▶ [Text passage]:
Platypus
Platypus (Ornithorhynchus anatinus)
Photo courtesy of (Wikimedia Commons)

The v5.0.1 Ornithorhynchus anatinus draft assembly was produced by the Genome Sequencing Center at Washington University, St. Louis. For more information about this assembly, see Ornithorhynchus_anatinus-5.0.1 in the NCBI Assembly database.

Sample position queries

A genome position can be specified by the accession number of a sequenced genomic region, an mRNA or EST, a chromosomal coordinate range, or keywords from the GenBank description of an mRNA. The following list shows examples of valid position queries for the platypus genome. See the User's Guide for more information.

Request:   Genome Browser Response:
 
chrX5   Displays all of chromosome X5
chr3:1-1000000   Displays first million bases of chr 3
chr3:1000000+2000 Displays a region of chr 3 that spans 2000 bases, starting with position 1000000
 
AF525116   Displays region of mRNA with GenBank accession number AF525116
EH000958   Displays region of EST with GenBank accession EH000958
homeobox caudal   Lists mRNAs for caudal homeobox genes
zinc finger   Lists many zinc finger mRNAs
kruppel zinc finger   Lists only kruppel-like zinc fingers
johansson   Lists mRNAs deposited by scientist named Johansson
Miller,R.D.   Lists mRNAs deposited by co-author R.D. Miller
 
Use this last format for author queries. Although GenBank requires the search format Miller R.D., internally it uses the format Miller,R.D..

▶ [Task prompt]:
According to the platypus genome page, which center produced the v5.0.1 draft assembly? The listing has no connection to the platypus genome page.

▶ [Given information]:
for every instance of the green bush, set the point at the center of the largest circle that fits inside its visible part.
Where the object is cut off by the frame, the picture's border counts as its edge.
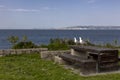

▶ [Exercise solution]:
The Genome Sequencing Center at Washington University, St. Louis.